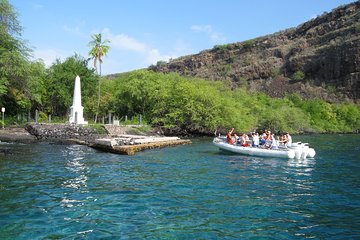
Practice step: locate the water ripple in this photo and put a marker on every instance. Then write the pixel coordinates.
(185, 192)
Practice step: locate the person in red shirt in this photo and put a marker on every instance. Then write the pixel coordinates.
(229, 139)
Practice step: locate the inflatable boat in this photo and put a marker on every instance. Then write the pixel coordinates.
(297, 150)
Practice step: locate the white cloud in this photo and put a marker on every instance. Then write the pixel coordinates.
(213, 35)
(38, 7)
(124, 42)
(72, 30)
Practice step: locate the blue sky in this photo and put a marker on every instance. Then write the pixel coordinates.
(143, 32)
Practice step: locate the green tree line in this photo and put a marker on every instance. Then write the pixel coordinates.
(201, 106)
(166, 100)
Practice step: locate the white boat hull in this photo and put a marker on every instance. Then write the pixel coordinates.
(297, 151)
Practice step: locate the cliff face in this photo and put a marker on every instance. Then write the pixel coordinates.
(319, 58)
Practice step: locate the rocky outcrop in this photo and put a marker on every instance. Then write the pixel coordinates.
(325, 50)
(61, 132)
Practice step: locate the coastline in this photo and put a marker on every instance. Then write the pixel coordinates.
(115, 139)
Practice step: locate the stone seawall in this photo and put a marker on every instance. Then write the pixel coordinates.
(61, 131)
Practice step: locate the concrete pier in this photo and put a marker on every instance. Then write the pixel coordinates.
(130, 144)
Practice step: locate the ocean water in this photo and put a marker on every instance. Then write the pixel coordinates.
(196, 191)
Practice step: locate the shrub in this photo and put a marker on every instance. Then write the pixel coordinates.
(298, 76)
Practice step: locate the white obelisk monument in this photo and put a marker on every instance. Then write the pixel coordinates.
(76, 110)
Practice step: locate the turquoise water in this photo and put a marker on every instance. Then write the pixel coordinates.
(194, 191)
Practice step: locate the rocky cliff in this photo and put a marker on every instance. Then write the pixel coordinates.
(319, 58)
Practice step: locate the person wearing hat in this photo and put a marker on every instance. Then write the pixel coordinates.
(229, 139)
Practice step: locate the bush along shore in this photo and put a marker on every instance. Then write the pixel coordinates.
(107, 138)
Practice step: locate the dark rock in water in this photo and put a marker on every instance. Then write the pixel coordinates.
(61, 132)
(5, 151)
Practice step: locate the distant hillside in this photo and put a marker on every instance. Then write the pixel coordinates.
(319, 58)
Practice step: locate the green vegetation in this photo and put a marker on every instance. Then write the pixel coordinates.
(248, 43)
(276, 72)
(170, 100)
(298, 76)
(98, 50)
(167, 100)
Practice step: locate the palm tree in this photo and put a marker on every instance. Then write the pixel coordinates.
(98, 50)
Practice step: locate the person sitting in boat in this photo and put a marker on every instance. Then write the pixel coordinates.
(275, 143)
(262, 139)
(237, 138)
(289, 140)
(255, 139)
(229, 138)
(282, 141)
(244, 140)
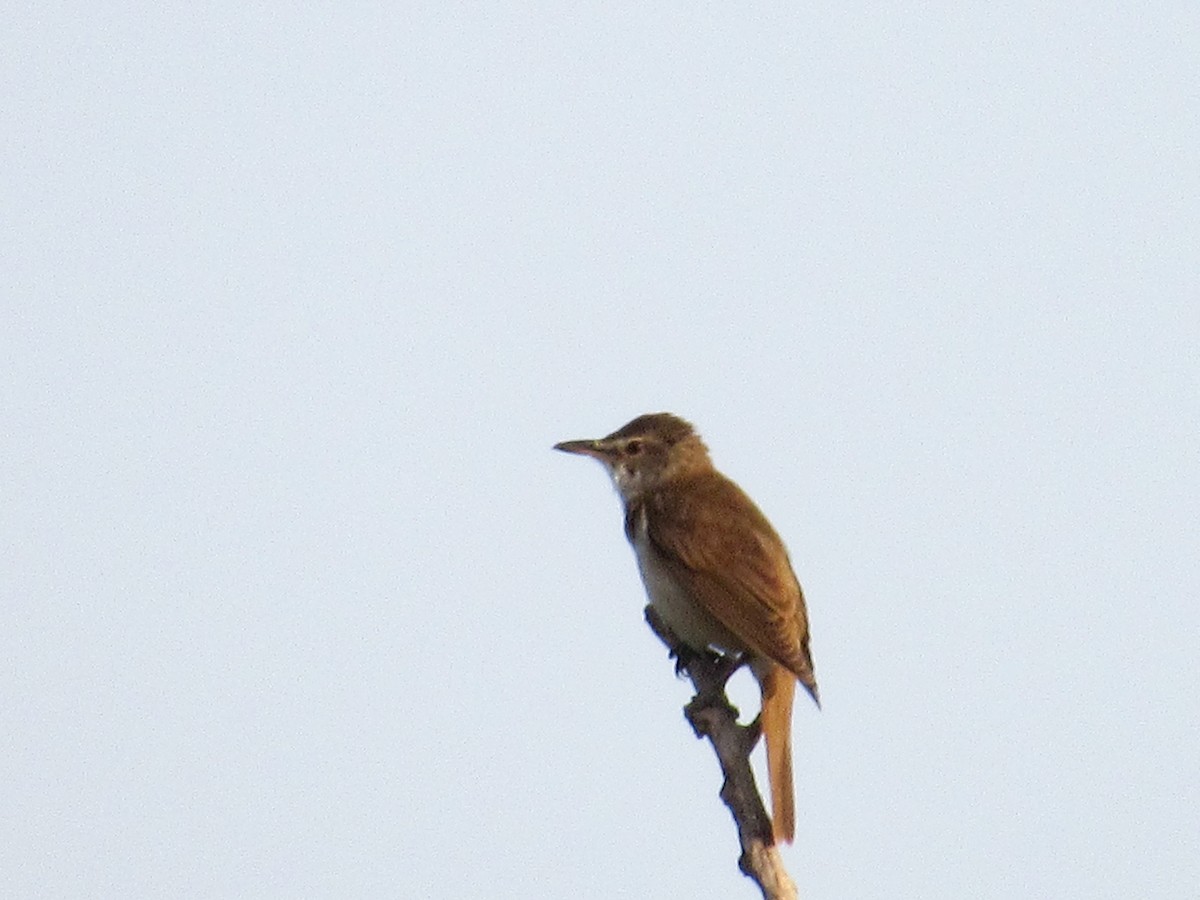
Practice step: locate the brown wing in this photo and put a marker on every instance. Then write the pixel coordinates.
(719, 545)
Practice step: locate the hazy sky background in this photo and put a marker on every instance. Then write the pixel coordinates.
(297, 601)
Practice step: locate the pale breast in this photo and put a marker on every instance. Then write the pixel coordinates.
(693, 624)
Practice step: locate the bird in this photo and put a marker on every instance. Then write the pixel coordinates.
(715, 571)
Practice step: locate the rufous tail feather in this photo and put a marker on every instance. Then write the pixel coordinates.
(778, 693)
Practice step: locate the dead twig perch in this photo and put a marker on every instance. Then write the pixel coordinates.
(713, 717)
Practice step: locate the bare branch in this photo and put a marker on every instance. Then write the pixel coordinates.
(713, 717)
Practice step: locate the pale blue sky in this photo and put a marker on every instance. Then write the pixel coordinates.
(297, 599)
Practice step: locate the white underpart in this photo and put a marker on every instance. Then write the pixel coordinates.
(690, 623)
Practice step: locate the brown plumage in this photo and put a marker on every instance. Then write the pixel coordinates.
(715, 570)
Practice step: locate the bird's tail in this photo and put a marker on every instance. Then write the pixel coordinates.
(778, 687)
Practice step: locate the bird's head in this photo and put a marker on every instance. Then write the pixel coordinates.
(646, 453)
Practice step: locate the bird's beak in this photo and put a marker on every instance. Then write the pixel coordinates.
(594, 449)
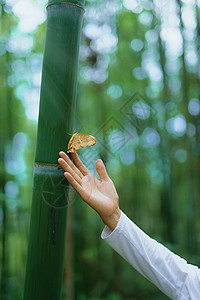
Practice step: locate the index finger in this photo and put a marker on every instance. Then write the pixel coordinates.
(78, 163)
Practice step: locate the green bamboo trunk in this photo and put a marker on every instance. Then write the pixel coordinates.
(45, 262)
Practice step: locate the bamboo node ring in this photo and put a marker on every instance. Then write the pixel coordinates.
(65, 2)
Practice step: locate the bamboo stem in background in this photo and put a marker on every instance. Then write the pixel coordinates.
(45, 262)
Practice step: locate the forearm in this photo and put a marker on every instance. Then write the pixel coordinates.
(170, 273)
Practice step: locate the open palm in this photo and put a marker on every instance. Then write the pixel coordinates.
(101, 194)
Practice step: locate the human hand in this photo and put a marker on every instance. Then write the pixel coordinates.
(101, 195)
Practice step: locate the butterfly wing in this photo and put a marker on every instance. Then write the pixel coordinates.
(87, 140)
(74, 143)
(80, 140)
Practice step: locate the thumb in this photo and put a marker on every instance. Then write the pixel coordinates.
(101, 170)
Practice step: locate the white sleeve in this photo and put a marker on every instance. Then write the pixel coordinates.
(169, 272)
- - - - - - -
§ **Brief**:
Copy the lines from the one containing "Practice step: locate the index" through the end of the records, changing "bamboo" to "cane" and leaving everything else as it is.

§ **Written answer**:
Practice step: locate the index finger in this photo and put a marker on every instance. Then write the pixel coordinates.
(78, 163)
Practice step: locate the green cane trunk in this photo and put a marker on every instance. Then write the pixel coordinates.
(45, 262)
Practice step: locate the cane node ring in this photo and put a marker on every instance. Then write the pixel coordinates.
(65, 2)
Practice step: locate the cane stem in background in this photo and put a marker on every instance. Then write the pixel coordinates.
(45, 262)
Practice step: locate the forearm in this photo and put a marker on every instance. Then write the pixel coordinates.
(170, 273)
Practice step: locate the open palm in this photo and put a marker on every instance. Then write the pixel coordinates.
(101, 194)
Practice step: locate the human hand in this photo and put a marker on every instance. Then write the pixel coordinates.
(101, 195)
Practice step: locate the butterfly wing in this photo and put a marker on every instance. Then write the pixel coordinates.
(87, 140)
(74, 143)
(80, 140)
Practice step: locate the thumb in this photo and put a marker on every instance. Then write the pixel coordinates.
(101, 170)
Practice step: locate the white sleeve in this photo and put a marker on every instance. Then write the pixel coordinates.
(169, 272)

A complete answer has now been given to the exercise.